In the kayak GPS thread below, copy word for word the passage starting with "I've had Garmin" and going on through "a sailboat adventure.".

* _Text extract_:

==================================================

# Waterproof GPS for a Kayak



## BloodStripe (Aug 31, 2015)

My wife and I went out and bought a few kayaks over the weekend. I want to pick up a handheld GPS and a personal locator beacon as we do plan on open ocean kayaking. 

I would like to spend $250 or less on the GPS as I want a beacon for both her boat as well as mine. This led me to a Garmin GSMAP 64. Does anyone have any experience with one or a similar type item? 

My only requirements are handheld, waterproof, ability to load maps, track our usage on a computer after we plug it in, and the ability to preprogram our routes.


----------



## Gunz (Aug 31, 2015)

I've had Garmin GPS handhelds that I've been happy with. And they're affordable. Just how far out in the "open ocean" do you intend to kayak? My advice, as an old salt who's been sailing, boating and fishing offshore since childhood, is: the ocean can kill you.


----------



## BloodStripe (Aug 31, 2015)

Haha. Yes it can. 

Truthfully I don't know that answer yet. We have no plans to bluewater as of right now, but in a year or two that may change. Nothing crazy like Florida to the Bahamas, but I could see a mile or two off shore for now. 

I'll leave the bluewater travel for a sailboat adventure.


----------



## Teufel (Sep 6, 2015)

==================================================

* _Provided data_:

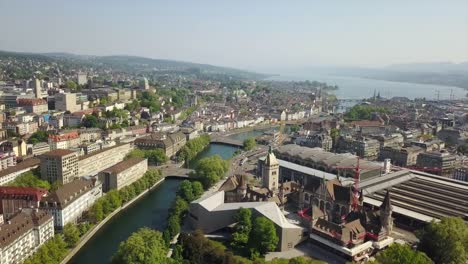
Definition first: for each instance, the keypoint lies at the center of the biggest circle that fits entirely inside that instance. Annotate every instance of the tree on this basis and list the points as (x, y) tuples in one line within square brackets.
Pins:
[(210, 170), (186, 191), (197, 189), (240, 237), (145, 246), (90, 121), (71, 234), (397, 253), (445, 241), (263, 237), (249, 143)]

==================================================

* _Finished task_:
I've had Garmin GPS handhelds that I've been happy with. And they're affordable. Just how far out in the "open ocean" do you intend to kayak? My advice, as an old salt who's been sailing, boating and fishing offshore since childhood, is: the ocean can kill you.


----------



## BloodStripe (Aug 31, 2015)

Haha. Yes it can. 

Truthfully I don't know that answer yet. We have no plans to bluewater as of right now, but in a year or two that may change. Nothing crazy like Florida to the Bahamas, but I could see a mile or two off shore for now. 

I'll leave the bluewater travel for a sailboat adventure.